## Work request
Repeat the listing below verbatim, without its images.

=== Section Start ===

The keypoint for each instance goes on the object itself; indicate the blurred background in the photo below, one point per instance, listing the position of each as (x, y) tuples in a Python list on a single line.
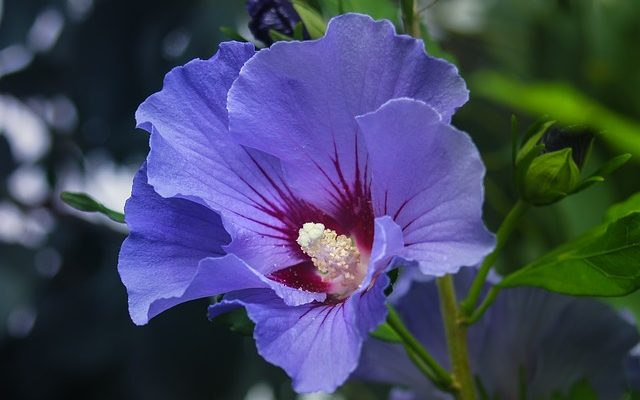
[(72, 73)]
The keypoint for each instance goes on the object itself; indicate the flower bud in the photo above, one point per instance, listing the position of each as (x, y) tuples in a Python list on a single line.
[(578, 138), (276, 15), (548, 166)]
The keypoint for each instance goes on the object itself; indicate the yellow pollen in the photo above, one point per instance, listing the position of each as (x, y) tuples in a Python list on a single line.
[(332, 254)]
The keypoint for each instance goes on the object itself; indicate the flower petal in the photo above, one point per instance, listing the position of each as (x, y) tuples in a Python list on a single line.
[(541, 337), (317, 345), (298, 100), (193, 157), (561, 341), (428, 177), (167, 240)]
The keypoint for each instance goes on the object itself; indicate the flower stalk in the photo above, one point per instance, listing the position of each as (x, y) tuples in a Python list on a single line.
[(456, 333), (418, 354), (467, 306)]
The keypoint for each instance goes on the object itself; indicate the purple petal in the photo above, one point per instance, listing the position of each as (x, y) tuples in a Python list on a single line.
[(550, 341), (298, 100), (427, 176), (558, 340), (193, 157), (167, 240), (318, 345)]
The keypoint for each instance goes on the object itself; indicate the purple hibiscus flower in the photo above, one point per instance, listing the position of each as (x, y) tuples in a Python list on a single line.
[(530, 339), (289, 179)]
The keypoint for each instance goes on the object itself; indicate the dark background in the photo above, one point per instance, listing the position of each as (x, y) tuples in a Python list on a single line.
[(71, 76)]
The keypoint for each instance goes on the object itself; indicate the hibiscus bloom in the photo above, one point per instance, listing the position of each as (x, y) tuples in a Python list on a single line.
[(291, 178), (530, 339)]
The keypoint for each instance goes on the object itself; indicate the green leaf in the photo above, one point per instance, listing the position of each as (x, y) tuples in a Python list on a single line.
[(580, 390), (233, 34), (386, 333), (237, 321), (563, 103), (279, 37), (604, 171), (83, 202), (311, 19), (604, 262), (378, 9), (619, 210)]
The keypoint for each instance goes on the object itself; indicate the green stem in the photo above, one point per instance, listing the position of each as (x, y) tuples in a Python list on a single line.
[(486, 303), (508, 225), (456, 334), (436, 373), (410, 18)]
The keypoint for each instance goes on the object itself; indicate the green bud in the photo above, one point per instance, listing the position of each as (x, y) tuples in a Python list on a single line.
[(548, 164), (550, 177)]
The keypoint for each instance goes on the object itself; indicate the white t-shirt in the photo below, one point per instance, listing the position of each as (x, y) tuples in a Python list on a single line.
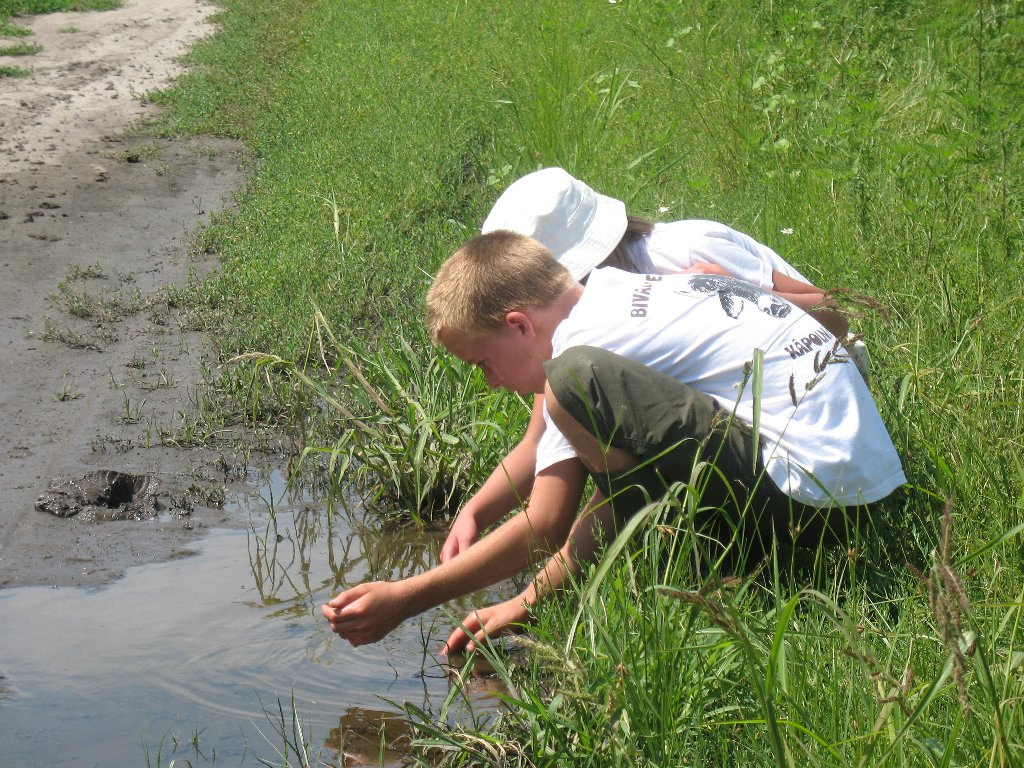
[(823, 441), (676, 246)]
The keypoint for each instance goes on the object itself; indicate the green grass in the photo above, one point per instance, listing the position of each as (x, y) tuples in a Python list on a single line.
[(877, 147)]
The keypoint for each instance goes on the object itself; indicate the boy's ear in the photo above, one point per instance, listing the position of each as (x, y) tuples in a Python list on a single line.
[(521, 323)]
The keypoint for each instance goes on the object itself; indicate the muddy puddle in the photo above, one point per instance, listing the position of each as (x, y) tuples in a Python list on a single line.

=== Section End ===

## Solved exercise
The keypoint for each instance goes on the object itself; indicate the blurred background in the photo below, one point per instance, listing the position of each as (x, y) tuples in a Python list on a single line.
[(72, 73)]
The keypoint for each instance goes on the object itself; indicate the flower bud in the photo above, one point per instance, listing the position of each as (x, y) tuples in a Python list on a single line.
[(578, 138), (276, 15), (548, 166)]
The keypoint for each instance goes on the object itself; indicate the yellow pollen in the photo above, one point per instance, listing the position of each as (x, y) tuples in a Python list on a single line.
[(332, 254)]
The keypoint for each instance goes on the object itself; indicate the flower petal in the photo above, one point per instance, listing the position of each as (x, y) tuples in a Python list on a single line.
[(541, 337), (317, 345), (298, 100), (193, 157), (561, 341), (428, 177), (167, 240)]
The keypoint for each instance goes on the object itself; indicate the flower stalk in the photo above, one point per instance, listing the position of each as (x, y) tuples in a Python list on a single line.
[(456, 333), (418, 354), (467, 306)]
The keypoint for each instance goes on the object itself; indicate the purple petal in the photo above, one point per instance, listing the position of each as (x, y) tuples in a Python list on a single line.
[(550, 341), (298, 100), (427, 176), (558, 340), (193, 157), (167, 240), (318, 345)]
The keypoint for each instance goes on the object itself; indicate the purple hibiscus flower in the photo above, one point per instance, listing the position of each as (x, y) tuples in a Python list on a single line.
[(530, 339), (289, 179)]
The keypoint for each instance goes on the object itself; indicate the dark background in the photo above, one point per instance, listing the position of each as (x, y) tuples in a Python list on a single line.
[(71, 76)]
The keypoint for each instance goes on the object itself; indicate the hibiscus bloom in the photo above, one point per instance, listing the position of each as (x, y) tuples in a Python list on a single line.
[(291, 178), (530, 339)]
The keypoint for each instance goes on the object itself; indicate the green leaf in the photo above, one point per instance, listing the position of each as (x, y) tuples in a Python list on a single line.
[(580, 390), (233, 34), (386, 333), (237, 321), (563, 103), (279, 37), (604, 171), (83, 202), (311, 19), (604, 262), (378, 9), (619, 210)]
The keypoint for each instance goes on the object itself; indicate the green stem in the photo above, one point per instance, listing the position of each as (x, y) tuples in a Python list on a single line.
[(486, 303), (508, 225), (456, 334), (436, 373), (410, 18)]
The keypoint for each instance goes on the object itself; indicate the green bud in the photo above, one point per instance, listing the position of each as (x, y) tuples in a Python list on a single line.
[(548, 164), (550, 177)]
The keypoint for each instance goes on the object itself; indicate the white t-shirt in the photo below, one point per instance, listing the position of each as (x, y) tuples in a Python list on a single line.
[(823, 441), (676, 246)]
The keypoint for each instance goes on the object itself; indicate the green grass in the photo above, one point per instance, listing the position of each as (x, y) tuples in a Python list on a single line.
[(877, 147)]
The keypoint for each instance goes on the object itself; indicate the boy's ear in the photo above, one point per instance, listing the position of each as (x, y) tuples in a Python list on a single line.
[(521, 323)]
The keypoint for each instance goes on the object itself; indicate the muddy puddle in the photo above, one point per instance, listing the position of each as (x, y) tuples in a Python list on a single line.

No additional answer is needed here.